## Passage shown
Pelosi will huddle Tuesday with her fellow Democrats for the first time since Senate Budget Committee Democrats last week announced their broad budget framework. The closed-door meeting might clarify the extent of any differences within her own ranks and the direction to take.

For Pelosi and her lieutenants, who must manage competing demands from progressives who want larger spending and moderates who want smaller tax increases, pushing through a budget resolution will be a massive undertaking that would be made easier by Senate agreement.

“Someone at the White House said to me, ‘You must lie awake at night thinking about dollar amounts,’” House Budget Committee Chairman John Yarmuth, a Kentucky Democrat, said on Monday. “And I said, ‘No I lie awake thinking about votes.’”

He added that there is talk among House Democrats about moving forward with a budget first.

“We’ll see what they get done this week, if anything,” he said of the Senate.

Divisions abound

Progressives are agitating for “big and bold” changes to the Senate’s budget framework. Key faction leaders like Congressional Progressive Caucus Chair Pramila Jayapal of Washington State plan to take part in a Tuesday rally near the Capitol to push for just that.

Another progressive, Representative Ilhan Omar of Minnesota, said the group is in constant contact with Senate Budget Chairman Bernie Sanders, a Vermont independent, and he remains “optimistic” that the Senate can strike a deal allowing that chamber to move first.

Some moderates, at the same time, are urging the speaker to put aside the budget framework for now and instead speed passage of a smaller infrastructure bill before the House departs for the recess.

Others say they want to see a lot more detail before voting to spend trillions.

“There is no text. There is a topline,” Michigan Democratic Representative Elissa Slotkin, a moderate, said on Monday. “Show me what’s in it and if it is transformational for my community I will seriously consider it.”

Yarmuth said he personally would like to see a higher overall level of spending. Many House Democrats, he said, are discussing tweaks to the Senate proposal to lengthen the timespan of new programs.

But he added that he realizes Democrats have to write something that can pass muster with moderates squeamish about the level of spending.

Yarmuth will give his caucus a state of play at the Tuesday meeting. He said he believes it is still possible to agree to a budget resolution by August.

“The overwhelming majority of the Democrats in the House and Senate want to make transformative change of the nature that is in this package and we are going to do everything we can to get it done,” he said.

## Required task 1
Answer these about the passage on House Democrats and the budget:
(a) Which state does House Budget Committee Chairman John Yarmuth represent?
(b) Who chairs the Congressional Progressive Caucus?
(c) By what month does Yarmuth believe a budget resolution can still be agreed to?

## Available records
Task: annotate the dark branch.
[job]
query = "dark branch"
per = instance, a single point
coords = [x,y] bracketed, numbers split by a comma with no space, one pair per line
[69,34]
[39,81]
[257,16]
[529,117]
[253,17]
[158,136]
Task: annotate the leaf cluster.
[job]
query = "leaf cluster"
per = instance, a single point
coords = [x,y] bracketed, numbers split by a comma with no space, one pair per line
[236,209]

---

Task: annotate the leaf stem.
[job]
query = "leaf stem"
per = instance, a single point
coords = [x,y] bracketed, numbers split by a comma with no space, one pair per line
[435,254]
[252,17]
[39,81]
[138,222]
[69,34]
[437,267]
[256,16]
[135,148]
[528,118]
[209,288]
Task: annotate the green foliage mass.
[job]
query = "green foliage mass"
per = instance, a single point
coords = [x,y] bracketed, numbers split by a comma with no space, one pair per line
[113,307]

==

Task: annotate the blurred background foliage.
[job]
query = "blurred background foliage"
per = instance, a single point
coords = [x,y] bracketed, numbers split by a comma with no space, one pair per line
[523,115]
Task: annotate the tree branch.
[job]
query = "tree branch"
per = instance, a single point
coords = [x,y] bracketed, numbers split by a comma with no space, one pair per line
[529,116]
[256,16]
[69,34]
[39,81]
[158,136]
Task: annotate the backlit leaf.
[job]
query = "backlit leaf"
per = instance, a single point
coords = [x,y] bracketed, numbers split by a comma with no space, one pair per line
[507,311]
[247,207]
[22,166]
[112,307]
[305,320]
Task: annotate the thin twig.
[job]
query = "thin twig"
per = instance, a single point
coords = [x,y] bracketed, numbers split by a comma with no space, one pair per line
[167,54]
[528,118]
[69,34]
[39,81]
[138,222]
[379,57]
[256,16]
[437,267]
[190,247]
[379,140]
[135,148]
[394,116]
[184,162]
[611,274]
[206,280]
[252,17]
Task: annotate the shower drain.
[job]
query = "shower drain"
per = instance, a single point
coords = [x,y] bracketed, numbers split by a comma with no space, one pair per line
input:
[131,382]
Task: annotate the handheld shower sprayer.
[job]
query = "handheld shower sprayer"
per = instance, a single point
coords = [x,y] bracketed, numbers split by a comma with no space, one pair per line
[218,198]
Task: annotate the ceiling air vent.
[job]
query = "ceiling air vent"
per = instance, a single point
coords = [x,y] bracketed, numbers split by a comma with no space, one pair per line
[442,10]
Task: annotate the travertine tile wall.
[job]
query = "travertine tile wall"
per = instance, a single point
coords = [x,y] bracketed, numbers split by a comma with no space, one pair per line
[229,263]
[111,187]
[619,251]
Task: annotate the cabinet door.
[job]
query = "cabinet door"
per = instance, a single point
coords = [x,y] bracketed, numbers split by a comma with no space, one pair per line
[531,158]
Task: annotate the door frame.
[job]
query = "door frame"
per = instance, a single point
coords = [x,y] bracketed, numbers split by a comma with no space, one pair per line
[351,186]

## Required task 2
Please show every line of the records that contains the string "sprayer".

## Right answer 1
(a) Kentucky
(b) Pramila Jayapal of Washington State
(c) August

## Right answer 2
Task: annotate the handheld shower sprayer.
query = "handheld shower sprayer"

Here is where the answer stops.